Exercise goal: In this exercise, reproduce all the entries that follow exactly.

Source data:
========================================================================

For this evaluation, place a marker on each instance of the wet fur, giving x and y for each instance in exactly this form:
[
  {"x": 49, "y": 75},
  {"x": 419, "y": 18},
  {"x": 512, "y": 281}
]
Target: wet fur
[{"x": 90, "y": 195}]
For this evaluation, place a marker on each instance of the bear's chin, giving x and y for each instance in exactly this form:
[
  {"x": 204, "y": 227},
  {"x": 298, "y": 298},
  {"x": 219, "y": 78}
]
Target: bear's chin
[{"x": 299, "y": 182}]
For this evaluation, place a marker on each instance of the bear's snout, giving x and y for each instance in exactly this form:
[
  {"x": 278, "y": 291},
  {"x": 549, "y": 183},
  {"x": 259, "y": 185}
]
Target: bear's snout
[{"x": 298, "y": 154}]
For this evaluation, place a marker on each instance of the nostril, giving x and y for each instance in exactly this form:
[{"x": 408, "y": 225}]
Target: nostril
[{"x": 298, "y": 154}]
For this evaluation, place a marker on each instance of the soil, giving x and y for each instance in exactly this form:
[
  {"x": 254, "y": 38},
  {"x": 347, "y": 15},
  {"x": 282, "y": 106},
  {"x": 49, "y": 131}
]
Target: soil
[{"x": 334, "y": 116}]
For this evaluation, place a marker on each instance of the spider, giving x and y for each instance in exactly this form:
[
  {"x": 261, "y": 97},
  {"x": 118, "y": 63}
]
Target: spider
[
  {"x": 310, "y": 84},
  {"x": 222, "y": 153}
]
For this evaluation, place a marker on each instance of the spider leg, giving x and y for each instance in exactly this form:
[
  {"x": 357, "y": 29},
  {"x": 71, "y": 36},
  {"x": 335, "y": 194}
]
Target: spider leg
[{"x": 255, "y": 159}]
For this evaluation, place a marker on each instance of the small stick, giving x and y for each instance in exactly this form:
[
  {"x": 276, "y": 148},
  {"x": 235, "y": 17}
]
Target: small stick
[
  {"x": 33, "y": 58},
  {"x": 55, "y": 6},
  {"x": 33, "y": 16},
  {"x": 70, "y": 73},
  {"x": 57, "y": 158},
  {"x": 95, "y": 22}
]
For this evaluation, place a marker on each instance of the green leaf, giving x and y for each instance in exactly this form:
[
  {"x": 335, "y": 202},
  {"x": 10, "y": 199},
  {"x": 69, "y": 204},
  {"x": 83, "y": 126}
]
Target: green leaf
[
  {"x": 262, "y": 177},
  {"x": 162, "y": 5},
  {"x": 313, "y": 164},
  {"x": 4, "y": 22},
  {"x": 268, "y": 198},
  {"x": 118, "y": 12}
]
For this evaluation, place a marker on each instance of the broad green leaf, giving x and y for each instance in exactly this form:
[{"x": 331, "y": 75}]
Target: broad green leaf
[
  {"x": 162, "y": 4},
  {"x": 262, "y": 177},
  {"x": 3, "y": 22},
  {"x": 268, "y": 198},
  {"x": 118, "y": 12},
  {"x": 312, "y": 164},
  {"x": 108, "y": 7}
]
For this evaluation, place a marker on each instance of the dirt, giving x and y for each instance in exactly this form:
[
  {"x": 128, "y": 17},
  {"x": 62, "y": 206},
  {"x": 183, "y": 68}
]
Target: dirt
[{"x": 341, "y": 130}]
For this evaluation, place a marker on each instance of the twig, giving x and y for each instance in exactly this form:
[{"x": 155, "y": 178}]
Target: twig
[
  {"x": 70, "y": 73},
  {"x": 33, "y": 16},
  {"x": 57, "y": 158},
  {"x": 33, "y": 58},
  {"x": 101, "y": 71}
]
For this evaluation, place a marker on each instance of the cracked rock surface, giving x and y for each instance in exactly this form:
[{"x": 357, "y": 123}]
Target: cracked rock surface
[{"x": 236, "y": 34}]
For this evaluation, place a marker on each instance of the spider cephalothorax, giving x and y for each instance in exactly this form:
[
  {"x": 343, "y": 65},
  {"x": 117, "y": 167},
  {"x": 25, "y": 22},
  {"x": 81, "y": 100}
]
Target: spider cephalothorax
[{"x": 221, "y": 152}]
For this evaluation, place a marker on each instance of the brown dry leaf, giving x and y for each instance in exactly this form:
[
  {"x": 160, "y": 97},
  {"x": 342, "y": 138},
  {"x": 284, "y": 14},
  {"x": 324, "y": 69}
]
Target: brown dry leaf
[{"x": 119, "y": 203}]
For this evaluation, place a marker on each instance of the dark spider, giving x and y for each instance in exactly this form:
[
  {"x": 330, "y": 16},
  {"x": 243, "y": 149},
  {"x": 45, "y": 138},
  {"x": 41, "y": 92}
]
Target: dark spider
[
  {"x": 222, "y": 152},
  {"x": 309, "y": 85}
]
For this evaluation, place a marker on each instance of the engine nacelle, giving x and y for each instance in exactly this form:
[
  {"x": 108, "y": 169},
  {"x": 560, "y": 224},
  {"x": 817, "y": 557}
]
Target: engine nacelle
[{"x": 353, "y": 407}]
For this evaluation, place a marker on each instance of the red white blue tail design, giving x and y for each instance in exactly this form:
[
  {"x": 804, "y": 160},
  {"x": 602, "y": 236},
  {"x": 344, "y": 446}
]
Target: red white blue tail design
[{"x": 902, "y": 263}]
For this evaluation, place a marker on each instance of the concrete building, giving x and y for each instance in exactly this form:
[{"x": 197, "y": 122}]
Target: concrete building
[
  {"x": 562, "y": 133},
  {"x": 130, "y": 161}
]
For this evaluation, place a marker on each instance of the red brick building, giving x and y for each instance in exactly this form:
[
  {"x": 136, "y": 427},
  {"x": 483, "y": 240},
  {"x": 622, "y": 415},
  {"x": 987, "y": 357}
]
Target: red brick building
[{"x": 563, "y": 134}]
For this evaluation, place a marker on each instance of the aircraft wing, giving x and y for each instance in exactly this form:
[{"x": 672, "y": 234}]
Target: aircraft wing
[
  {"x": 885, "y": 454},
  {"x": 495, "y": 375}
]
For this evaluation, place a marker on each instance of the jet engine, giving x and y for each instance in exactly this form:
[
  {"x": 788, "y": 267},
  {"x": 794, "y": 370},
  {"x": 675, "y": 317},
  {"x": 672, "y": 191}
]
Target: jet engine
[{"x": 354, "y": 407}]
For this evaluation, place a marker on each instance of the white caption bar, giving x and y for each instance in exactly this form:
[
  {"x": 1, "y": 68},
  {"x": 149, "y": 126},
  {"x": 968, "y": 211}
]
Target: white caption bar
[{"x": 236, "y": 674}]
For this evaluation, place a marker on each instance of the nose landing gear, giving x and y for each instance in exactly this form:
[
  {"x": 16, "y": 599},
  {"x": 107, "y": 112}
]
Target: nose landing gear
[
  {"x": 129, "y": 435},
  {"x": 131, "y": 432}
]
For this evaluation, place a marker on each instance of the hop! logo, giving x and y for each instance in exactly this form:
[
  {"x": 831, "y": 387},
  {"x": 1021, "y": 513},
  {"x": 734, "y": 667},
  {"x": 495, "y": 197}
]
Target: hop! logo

========================================================================

Written solution:
For this evaluation, place a marker on each instance of the wet fur, giving x and y for each instance in exactly this form:
[
  {"x": 49, "y": 75},
  {"x": 419, "y": 18},
  {"x": 512, "y": 281}
]
Target: wet fur
[{"x": 90, "y": 195}]
For this evaluation, place a marker on each instance of the bear's chin, giving x and y for each instance in exactly this form:
[
  {"x": 204, "y": 227},
  {"x": 298, "y": 298},
  {"x": 219, "y": 78}
]
Target: bear's chin
[{"x": 299, "y": 182}]
For this evaluation, place a marker on each instance of the bear's snout, giving x and y for each instance in exactly this form:
[
  {"x": 278, "y": 291},
  {"x": 549, "y": 183},
  {"x": 259, "y": 185}
]
Target: bear's snout
[{"x": 298, "y": 154}]
For this evaluation, place a marker on each instance of the nostril, giving x and y for each instance in exactly this form:
[{"x": 408, "y": 225}]
Target: nostril
[{"x": 298, "y": 154}]
For this evaluation, place a marker on each instance of the soil, giving x and y for each instance in exactly this form:
[
  {"x": 254, "y": 38},
  {"x": 347, "y": 15},
  {"x": 282, "y": 106},
  {"x": 49, "y": 131}
]
Target: soil
[{"x": 334, "y": 116}]
For this evaluation, place a marker on each instance of the spider, giving x and y for each instance in exactly this form:
[
  {"x": 261, "y": 97},
  {"x": 118, "y": 63}
]
Target: spider
[
  {"x": 310, "y": 84},
  {"x": 222, "y": 153}
]
For this evaluation, place a marker on each instance of the spider leg, giving x and y for each instance in exactly this form:
[
  {"x": 357, "y": 29},
  {"x": 71, "y": 36},
  {"x": 335, "y": 194}
]
Target: spider leg
[{"x": 255, "y": 159}]
For this evaluation, place a marker on each instance of the small stick, giving x and y for each instance in exactly this form:
[
  {"x": 276, "y": 148},
  {"x": 235, "y": 17}
]
Target: small stick
[
  {"x": 33, "y": 58},
  {"x": 55, "y": 6},
  {"x": 33, "y": 16},
  {"x": 70, "y": 73},
  {"x": 57, "y": 158},
  {"x": 95, "y": 22}
]
For this evaluation, place a marker on each instance of the green leaf, giving x and y for each instance in exactly this form:
[
  {"x": 335, "y": 202},
  {"x": 10, "y": 199},
  {"x": 69, "y": 204},
  {"x": 83, "y": 126}
]
Target: green leaf
[
  {"x": 262, "y": 177},
  {"x": 162, "y": 5},
  {"x": 313, "y": 164},
  {"x": 4, "y": 22},
  {"x": 268, "y": 198},
  {"x": 118, "y": 12}
]
For this evaluation, place a marker on each instance of the broad green leaf, giving x and y for each instance in exactly this form:
[{"x": 331, "y": 75}]
Target: broad green leaf
[
  {"x": 162, "y": 4},
  {"x": 262, "y": 177},
  {"x": 3, "y": 22},
  {"x": 268, "y": 198},
  {"x": 118, "y": 12},
  {"x": 312, "y": 164},
  {"x": 108, "y": 7}
]
For this evaluation, place a marker on each instance of the dirt, giving x and y for each instance in exactly this form:
[
  {"x": 128, "y": 17},
  {"x": 62, "y": 206},
  {"x": 183, "y": 68}
]
Target: dirt
[{"x": 341, "y": 130}]
For this evaluation, place a marker on each instance of the twig, giving x and y for each instance in exactly this form:
[{"x": 155, "y": 178}]
Target: twig
[
  {"x": 70, "y": 73},
  {"x": 33, "y": 16},
  {"x": 57, "y": 158},
  {"x": 33, "y": 58},
  {"x": 101, "y": 71}
]
For this evaluation, place a marker on each instance of the cracked rock surface, giving x and y for each instance in exactly this form:
[{"x": 357, "y": 123}]
Target: cracked rock surface
[{"x": 236, "y": 34}]
For this evaluation, place a marker on each instance of the spider cephalothorax, giving x and y for each instance in exactly this form:
[
  {"x": 343, "y": 65},
  {"x": 117, "y": 167},
  {"x": 25, "y": 22},
  {"x": 81, "y": 100}
]
Target: spider cephalothorax
[{"x": 221, "y": 152}]
For this evaluation, place a marker on each instance of the brown dry leaf, giving x and y for each instance in exactly this form:
[
  {"x": 160, "y": 97},
  {"x": 342, "y": 138},
  {"x": 284, "y": 14},
  {"x": 324, "y": 69}
]
Target: brown dry leaf
[{"x": 119, "y": 203}]
For this evaluation, place a marker on each instance of the dark spider, giving x and y for each instance in exactly this form:
[
  {"x": 330, "y": 16},
  {"x": 243, "y": 149},
  {"x": 45, "y": 138},
  {"x": 41, "y": 92}
]
Target: dark spider
[
  {"x": 222, "y": 152},
  {"x": 309, "y": 85}
]
For this evaluation, place a marker on each instance of the engine nacelle, giving x and y for each instance in exactly this form:
[
  {"x": 108, "y": 169},
  {"x": 560, "y": 224},
  {"x": 817, "y": 557}
]
Target: engine nacelle
[{"x": 353, "y": 407}]
For this evaluation, place a marker on each instance of the red white blue tail design, giving x and y for each instance in exactly this form:
[
  {"x": 804, "y": 160},
  {"x": 602, "y": 236},
  {"x": 344, "y": 446}
]
Target: red white blue tail design
[{"x": 902, "y": 263}]
For this evaluation, place a marker on each instance of the concrete building, giving x and y for each instance in exactly this form:
[{"x": 197, "y": 122}]
Target: concrete building
[
  {"x": 562, "y": 133},
  {"x": 130, "y": 161}
]
For this evaluation, place a marker on each instance of the red brick building, giving x and y for each instance in exactly this form:
[
  {"x": 136, "y": 427},
  {"x": 483, "y": 240},
  {"x": 622, "y": 415},
  {"x": 987, "y": 357}
]
Target: red brick building
[{"x": 563, "y": 134}]
For this evaluation, place a marker on each instance of the aircraft wing, giving x and y for each instance in exactly this form:
[{"x": 672, "y": 234}]
Target: aircraft wing
[
  {"x": 885, "y": 454},
  {"x": 495, "y": 375}
]
For this evaluation, place a marker on each instance of the jet engine, giving x and y for each instance in exactly this form:
[
  {"x": 788, "y": 267},
  {"x": 794, "y": 370},
  {"x": 675, "y": 317},
  {"x": 672, "y": 191}
]
Target: jet engine
[{"x": 354, "y": 407}]
For this evaluation, place a marker on each instance of the white caption bar, giving x and y for each instance in exactly this form:
[
  {"x": 1, "y": 68},
  {"x": 149, "y": 126},
  {"x": 968, "y": 211}
]
Target: white caption bar
[{"x": 236, "y": 674}]
For this evaluation, place a marker on each instance of the nose landing gear, giving x and y for each instance in exactly this form:
[
  {"x": 16, "y": 599},
  {"x": 107, "y": 112}
]
Target: nose landing gear
[
  {"x": 129, "y": 435},
  {"x": 131, "y": 432}
]
For this evaluation, place a marker on each instance of the hop! logo, giving x and y for each instance in exactly this form:
[
  {"x": 831, "y": 387},
  {"x": 1021, "y": 513},
  {"x": 734, "y": 667},
  {"x": 495, "y": 197}
]
Target: hop! logo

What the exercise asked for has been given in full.